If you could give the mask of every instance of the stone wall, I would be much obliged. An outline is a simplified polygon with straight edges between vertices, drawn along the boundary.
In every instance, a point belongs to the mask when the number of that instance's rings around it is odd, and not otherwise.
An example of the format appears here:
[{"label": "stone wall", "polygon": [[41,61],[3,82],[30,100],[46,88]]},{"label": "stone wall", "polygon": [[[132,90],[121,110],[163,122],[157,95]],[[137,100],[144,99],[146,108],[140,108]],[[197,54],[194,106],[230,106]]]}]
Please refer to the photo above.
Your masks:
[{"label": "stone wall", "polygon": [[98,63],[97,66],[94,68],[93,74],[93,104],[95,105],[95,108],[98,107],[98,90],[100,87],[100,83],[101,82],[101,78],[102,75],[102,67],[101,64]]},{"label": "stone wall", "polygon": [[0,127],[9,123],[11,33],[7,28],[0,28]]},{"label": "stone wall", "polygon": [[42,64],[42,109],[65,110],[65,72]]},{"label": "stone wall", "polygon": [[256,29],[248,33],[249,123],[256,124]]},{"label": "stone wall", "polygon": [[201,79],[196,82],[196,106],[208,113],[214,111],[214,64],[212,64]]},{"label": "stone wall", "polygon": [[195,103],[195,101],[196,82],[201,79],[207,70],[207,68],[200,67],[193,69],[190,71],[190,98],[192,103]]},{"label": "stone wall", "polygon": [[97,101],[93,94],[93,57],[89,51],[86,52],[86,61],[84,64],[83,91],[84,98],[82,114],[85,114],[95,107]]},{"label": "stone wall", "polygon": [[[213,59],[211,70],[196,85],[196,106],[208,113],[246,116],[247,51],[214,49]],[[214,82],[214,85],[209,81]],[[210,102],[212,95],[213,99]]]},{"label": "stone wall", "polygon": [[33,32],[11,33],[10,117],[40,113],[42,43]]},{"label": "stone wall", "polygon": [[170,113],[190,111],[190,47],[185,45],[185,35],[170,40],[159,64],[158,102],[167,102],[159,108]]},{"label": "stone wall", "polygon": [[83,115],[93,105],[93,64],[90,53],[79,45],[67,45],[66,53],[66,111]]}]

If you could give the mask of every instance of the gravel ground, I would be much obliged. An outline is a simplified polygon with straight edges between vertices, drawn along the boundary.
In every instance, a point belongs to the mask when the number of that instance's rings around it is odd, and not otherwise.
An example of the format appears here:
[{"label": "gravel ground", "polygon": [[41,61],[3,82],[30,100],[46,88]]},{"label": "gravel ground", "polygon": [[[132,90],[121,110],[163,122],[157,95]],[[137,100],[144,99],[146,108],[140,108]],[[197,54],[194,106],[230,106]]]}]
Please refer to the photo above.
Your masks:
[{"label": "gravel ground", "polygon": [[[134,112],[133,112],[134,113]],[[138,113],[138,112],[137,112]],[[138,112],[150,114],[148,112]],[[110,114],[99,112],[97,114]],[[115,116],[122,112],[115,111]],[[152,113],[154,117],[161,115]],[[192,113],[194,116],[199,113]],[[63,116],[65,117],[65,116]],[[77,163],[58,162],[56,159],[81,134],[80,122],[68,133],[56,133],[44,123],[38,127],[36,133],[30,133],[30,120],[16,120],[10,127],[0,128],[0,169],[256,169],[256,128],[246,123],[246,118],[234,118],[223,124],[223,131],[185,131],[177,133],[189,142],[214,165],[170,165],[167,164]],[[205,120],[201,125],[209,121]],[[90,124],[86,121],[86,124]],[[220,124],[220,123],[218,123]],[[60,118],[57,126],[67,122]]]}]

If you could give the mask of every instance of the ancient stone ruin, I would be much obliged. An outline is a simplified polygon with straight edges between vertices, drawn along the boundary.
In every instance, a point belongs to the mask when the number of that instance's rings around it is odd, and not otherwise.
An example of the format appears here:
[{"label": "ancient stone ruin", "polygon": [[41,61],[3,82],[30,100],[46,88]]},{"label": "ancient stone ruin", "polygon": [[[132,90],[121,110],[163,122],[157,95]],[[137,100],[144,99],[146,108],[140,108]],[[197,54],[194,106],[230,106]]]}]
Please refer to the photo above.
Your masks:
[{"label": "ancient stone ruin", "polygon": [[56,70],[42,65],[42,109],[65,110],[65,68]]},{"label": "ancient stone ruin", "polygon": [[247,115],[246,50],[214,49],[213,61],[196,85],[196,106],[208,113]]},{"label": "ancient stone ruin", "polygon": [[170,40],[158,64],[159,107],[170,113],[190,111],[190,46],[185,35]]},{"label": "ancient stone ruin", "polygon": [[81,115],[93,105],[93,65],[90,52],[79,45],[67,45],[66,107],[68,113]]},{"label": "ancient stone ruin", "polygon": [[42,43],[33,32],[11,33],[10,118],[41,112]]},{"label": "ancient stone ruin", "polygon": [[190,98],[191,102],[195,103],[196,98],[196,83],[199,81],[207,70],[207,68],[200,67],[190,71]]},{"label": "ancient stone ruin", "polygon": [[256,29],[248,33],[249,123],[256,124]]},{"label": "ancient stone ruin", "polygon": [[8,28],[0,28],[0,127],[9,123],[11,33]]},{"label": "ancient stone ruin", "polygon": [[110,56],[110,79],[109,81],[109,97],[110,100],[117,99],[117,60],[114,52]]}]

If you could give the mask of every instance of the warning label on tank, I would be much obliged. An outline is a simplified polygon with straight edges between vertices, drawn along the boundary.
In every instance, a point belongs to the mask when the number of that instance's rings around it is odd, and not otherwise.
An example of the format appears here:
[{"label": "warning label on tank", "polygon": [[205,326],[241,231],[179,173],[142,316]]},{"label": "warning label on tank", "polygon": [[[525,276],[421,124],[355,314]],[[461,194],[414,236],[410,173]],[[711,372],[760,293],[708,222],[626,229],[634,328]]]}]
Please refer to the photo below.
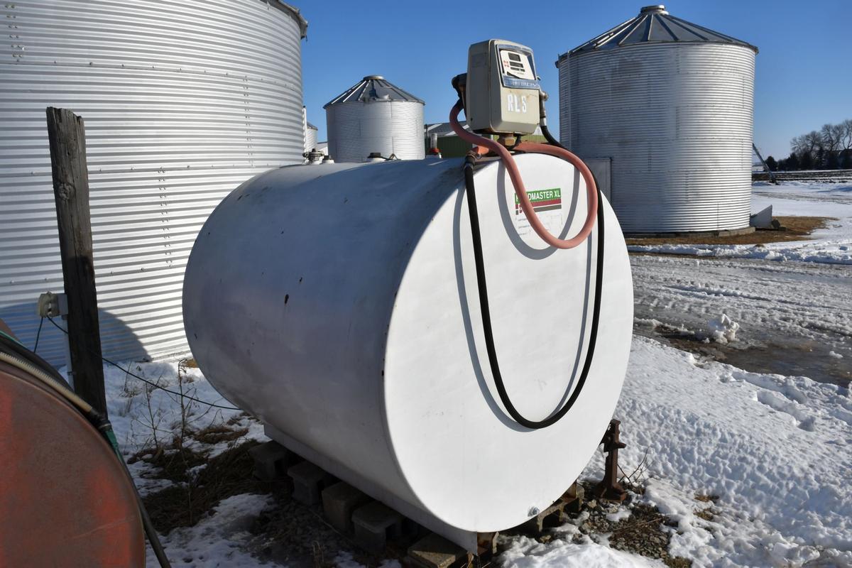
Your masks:
[{"label": "warning label on tank", "polygon": [[[532,204],[532,210],[535,211],[542,225],[550,233],[558,235],[562,230],[562,190],[559,187],[538,189],[527,191],[527,195]],[[515,227],[521,235],[525,235],[532,230],[527,215],[524,215],[524,210],[521,208],[521,200],[517,195],[515,196]]]}]

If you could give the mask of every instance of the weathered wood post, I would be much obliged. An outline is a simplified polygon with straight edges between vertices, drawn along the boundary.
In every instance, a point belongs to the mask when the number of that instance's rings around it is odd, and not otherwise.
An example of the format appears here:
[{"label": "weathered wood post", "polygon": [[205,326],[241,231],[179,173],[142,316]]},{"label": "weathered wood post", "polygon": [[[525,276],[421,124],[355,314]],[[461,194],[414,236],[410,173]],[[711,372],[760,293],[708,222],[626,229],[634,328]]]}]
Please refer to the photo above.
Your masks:
[{"label": "weathered wood post", "polygon": [[47,117],[59,248],[68,297],[68,347],[74,390],[106,416],[85,129],[83,118],[64,108],[49,106]]}]

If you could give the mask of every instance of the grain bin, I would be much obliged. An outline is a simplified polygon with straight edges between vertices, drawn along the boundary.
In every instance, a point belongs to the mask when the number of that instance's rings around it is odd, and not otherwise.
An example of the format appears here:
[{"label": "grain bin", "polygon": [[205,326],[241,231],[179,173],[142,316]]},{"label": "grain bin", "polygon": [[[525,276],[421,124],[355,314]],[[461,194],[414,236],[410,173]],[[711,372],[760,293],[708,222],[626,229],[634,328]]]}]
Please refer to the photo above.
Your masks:
[{"label": "grain bin", "polygon": [[365,77],[323,107],[329,155],[336,162],[364,162],[373,152],[422,159],[424,104],[380,75]]},{"label": "grain bin", "polygon": [[317,147],[317,132],[320,129],[310,123],[305,123],[305,152],[310,152]]},{"label": "grain bin", "polygon": [[[41,0],[0,8],[0,318],[32,345],[61,291],[46,106],[85,121],[105,355],[186,352],[183,267],[219,201],[301,164],[298,10],[261,0]],[[64,361],[45,324],[39,353]]]},{"label": "grain bin", "polygon": [[757,52],[648,6],[559,57],[560,138],[611,158],[625,232],[748,227]]}]

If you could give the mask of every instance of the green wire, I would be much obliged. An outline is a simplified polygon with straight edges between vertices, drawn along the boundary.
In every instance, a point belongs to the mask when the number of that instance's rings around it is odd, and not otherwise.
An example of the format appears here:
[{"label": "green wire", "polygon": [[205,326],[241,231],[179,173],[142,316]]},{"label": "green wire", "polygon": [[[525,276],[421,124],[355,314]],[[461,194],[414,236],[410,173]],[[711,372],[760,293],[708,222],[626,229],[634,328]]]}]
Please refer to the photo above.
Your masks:
[{"label": "green wire", "polygon": [[20,341],[18,341],[17,339],[15,339],[15,338],[14,338],[14,337],[13,337],[12,336],[9,335],[8,333],[6,333],[5,331],[3,331],[3,330],[0,330],[0,336],[3,336],[3,337],[9,337],[9,339],[11,339],[11,340],[12,340],[13,341],[14,341],[15,343],[17,343],[17,344],[18,344],[18,345],[20,345],[20,347],[26,347],[26,345],[24,345],[23,343],[21,343],[21,342],[20,342]]}]

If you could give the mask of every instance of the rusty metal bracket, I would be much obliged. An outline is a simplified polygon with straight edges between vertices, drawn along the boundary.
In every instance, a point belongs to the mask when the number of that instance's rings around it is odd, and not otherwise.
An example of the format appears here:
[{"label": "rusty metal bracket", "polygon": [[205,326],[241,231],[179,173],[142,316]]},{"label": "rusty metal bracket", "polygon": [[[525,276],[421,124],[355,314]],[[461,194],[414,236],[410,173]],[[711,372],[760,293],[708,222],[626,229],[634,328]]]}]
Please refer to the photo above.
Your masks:
[{"label": "rusty metal bracket", "polygon": [[627,491],[619,483],[619,450],[627,447],[619,436],[621,421],[614,418],[609,421],[609,426],[603,434],[603,450],[607,458],[603,468],[603,480],[595,486],[592,493],[600,499],[621,502],[627,498]]}]

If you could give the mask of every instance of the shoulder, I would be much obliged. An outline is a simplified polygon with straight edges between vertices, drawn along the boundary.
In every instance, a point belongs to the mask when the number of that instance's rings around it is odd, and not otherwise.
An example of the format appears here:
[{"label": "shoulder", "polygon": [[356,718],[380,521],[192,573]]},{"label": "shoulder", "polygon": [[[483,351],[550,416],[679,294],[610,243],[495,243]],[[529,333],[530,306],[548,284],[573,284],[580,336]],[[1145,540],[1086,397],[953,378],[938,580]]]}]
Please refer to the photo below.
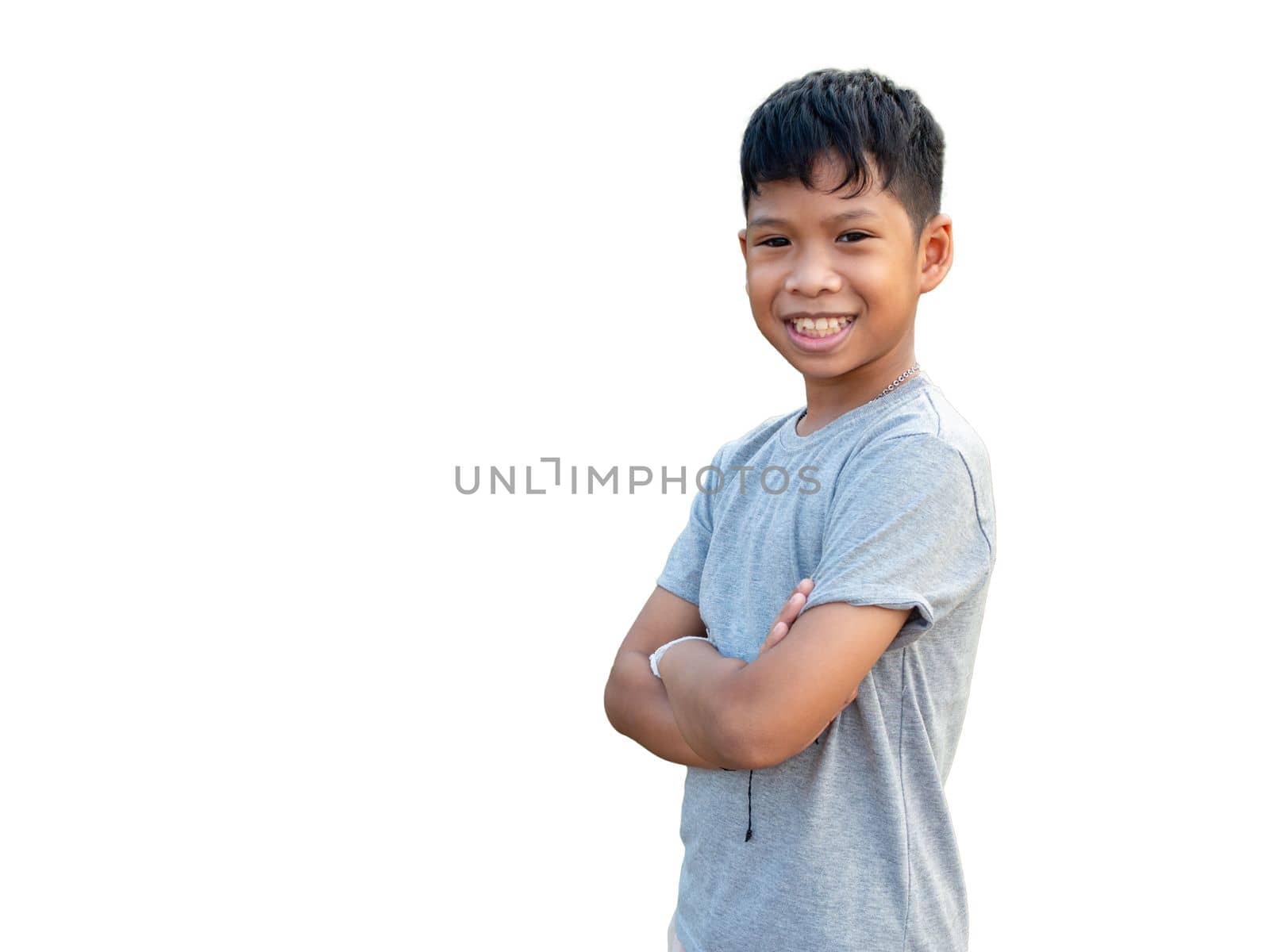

---+---

Given problem - Count the lines in the items above that contain the string "shoulder", and reply with that number alone.

Worked answer - 2